#### SOURCE DOCUMENT

Method in the madness: Is he running or is he running? | Inquirer Opinion

Method in the madness: Is he running or is he running?

/ 12:10 AM October 08, 2015

In his request for permission to leave Fort Bonifacio purportedly to process his voter registration at the Commission on Elections, retired general Jovito Palparan Jr., one of the accused in a criminal case for the disappearance of UP students Sherlyn Cadapan and Karen Empeño, is trying to do a number of mad things.

Palparan is misleading the court into thinking that he is yet to undergo biometrics procedures when, in fact, he already has; and he claims that as a detainee he is being deprived of the right to exercise his right to suffrage during detention when he is not.


He has at the same time declared that he is poised to run again—for a second shot at a senatorial seat in next year’s elections. What a nuisance.

But then, Palparan, having succeeded in his scheme to be detained in a place of his choice and convenience (in his old stomping grounds no less), will not submit himself to procedures prescribed for the multitude of detention prisoners wanting to participate in the electoral process, including political prisoners who are languishing in prisons and jails on fabricated criminal charges.


Maybe because he believes himself to be a class different from the rest. He probably thinks he is more qualified to vote and be voted for since he has friends in high places, the military’s backing and protection, and the wherewithal to tweak the system in his favor. Unlike the others, he has grandiose political ambitions.

This method in Palparan’s madness apparently runs on the delusion that he will fare better in his renewed bid for high office, and that he is in the first place a viable choice for the electorate where public trust is a cardinal virtue.

########

= INSTRUCTIONS =
(1) According to the opinion piece on Palparan, what seat does he say he will run for in next year's elections?
(2) Please continue the opinion piece on Palparan from its last sentence.
The material after this point comes from a separate source.

#### DATA SUPPLIED

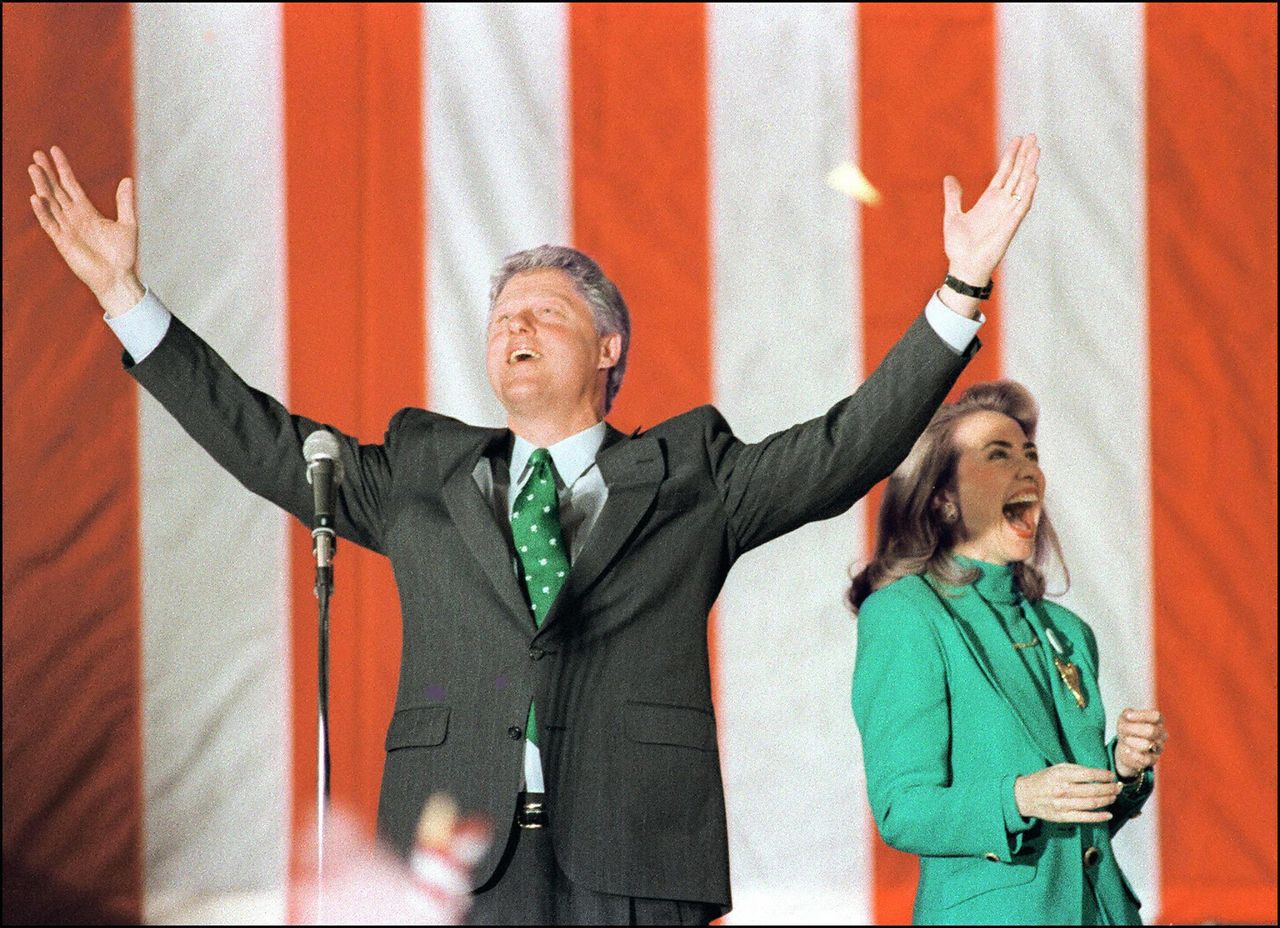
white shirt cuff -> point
(952, 328)
(142, 327)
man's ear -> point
(611, 350)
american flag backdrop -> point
(323, 193)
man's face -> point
(544, 355)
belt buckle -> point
(531, 810)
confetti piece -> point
(851, 182)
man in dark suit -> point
(556, 575)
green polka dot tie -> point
(539, 545)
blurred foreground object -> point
(365, 883)
(851, 182)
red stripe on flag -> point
(356, 229)
(924, 112)
(638, 82)
(72, 600)
(1211, 141)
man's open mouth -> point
(522, 355)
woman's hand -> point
(101, 252)
(976, 241)
(1066, 792)
(1139, 739)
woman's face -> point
(1000, 489)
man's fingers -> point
(1006, 163)
(65, 174)
(950, 196)
(124, 204)
(55, 190)
(1028, 177)
(1019, 161)
(40, 206)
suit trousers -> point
(529, 887)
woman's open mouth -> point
(1022, 513)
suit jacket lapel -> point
(1001, 664)
(460, 455)
(632, 470)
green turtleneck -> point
(1006, 604)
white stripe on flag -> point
(785, 347)
(1075, 330)
(215, 604)
(497, 167)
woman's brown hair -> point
(910, 534)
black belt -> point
(531, 809)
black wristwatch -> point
(968, 289)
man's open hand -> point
(101, 252)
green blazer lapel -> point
(458, 456)
(1079, 726)
(632, 470)
(1000, 663)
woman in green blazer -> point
(978, 704)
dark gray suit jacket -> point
(620, 667)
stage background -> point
(323, 192)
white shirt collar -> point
(572, 456)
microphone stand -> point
(325, 545)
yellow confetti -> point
(851, 182)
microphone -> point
(324, 474)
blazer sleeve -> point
(819, 469)
(903, 712)
(259, 440)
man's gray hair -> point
(608, 309)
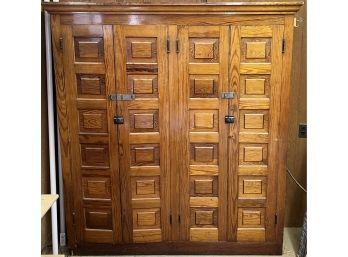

########

= EXERCISE RESPONSES =
(1) A senatorial seat, which would be his second shot at one.

(2)
Is he running or is he just running?

He bizarrely believes that the serious charges of his cold-blooded crimes against humanity, his admitted penchant for legal shortcuts against his innocent targets, and his evasion of the law for nearly three years have been forgotten. He has perhaps even deluded himself into believing that his “butcher” moniker will actually boost his campaign.

If he thinks he can wheedle his way into our ballots, we regret to disappoint him. We will not let him break out of detention even for a few hours, guarded by a security cordon of platoons of antiriot police, fully-armed soldiers and not-so-undercover intelligence agents aboard several vehicles and military trucks. We will not be a party to his seeming delusional aspirations at the expense of public funds and resources. For him there will be no special privilege and no media mileage.

The man’s audacity is unfathomable; we really worry if he later invokes a plea of insanity as a defense in court. Then again, anyone, including a mad berdugo, can dream. Let him dream on then.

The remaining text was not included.